»»
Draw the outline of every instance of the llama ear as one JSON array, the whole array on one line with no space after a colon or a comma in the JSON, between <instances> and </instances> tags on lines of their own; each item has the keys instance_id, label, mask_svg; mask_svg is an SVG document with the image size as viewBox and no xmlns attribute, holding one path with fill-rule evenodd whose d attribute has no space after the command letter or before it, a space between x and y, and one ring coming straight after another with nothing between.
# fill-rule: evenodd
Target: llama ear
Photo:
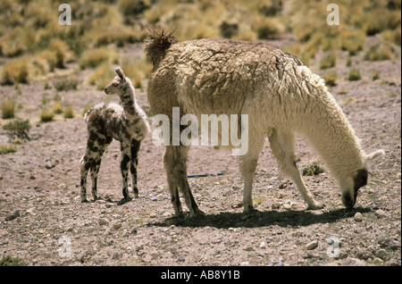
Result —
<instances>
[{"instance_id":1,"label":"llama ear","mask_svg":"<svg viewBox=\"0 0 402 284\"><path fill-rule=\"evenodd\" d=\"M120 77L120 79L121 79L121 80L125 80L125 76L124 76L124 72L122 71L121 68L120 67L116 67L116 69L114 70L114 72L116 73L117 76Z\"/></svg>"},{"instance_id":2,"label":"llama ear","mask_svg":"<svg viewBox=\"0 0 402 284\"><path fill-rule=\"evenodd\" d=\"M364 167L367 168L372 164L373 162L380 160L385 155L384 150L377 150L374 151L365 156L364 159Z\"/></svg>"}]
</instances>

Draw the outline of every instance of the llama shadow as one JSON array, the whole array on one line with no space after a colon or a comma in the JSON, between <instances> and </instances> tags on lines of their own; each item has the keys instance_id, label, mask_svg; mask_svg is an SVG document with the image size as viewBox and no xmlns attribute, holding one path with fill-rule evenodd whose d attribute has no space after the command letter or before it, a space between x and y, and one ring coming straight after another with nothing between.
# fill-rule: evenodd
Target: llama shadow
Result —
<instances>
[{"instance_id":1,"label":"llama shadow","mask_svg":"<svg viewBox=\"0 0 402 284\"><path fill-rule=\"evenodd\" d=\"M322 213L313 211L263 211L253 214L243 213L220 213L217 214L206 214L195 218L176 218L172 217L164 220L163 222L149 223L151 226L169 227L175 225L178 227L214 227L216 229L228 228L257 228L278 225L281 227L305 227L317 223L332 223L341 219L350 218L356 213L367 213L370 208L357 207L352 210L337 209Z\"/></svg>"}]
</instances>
««
**The task:** Show each line of the data above that contains the string "Target".

**Task response:**
Target: llama ear
Target: llama shadow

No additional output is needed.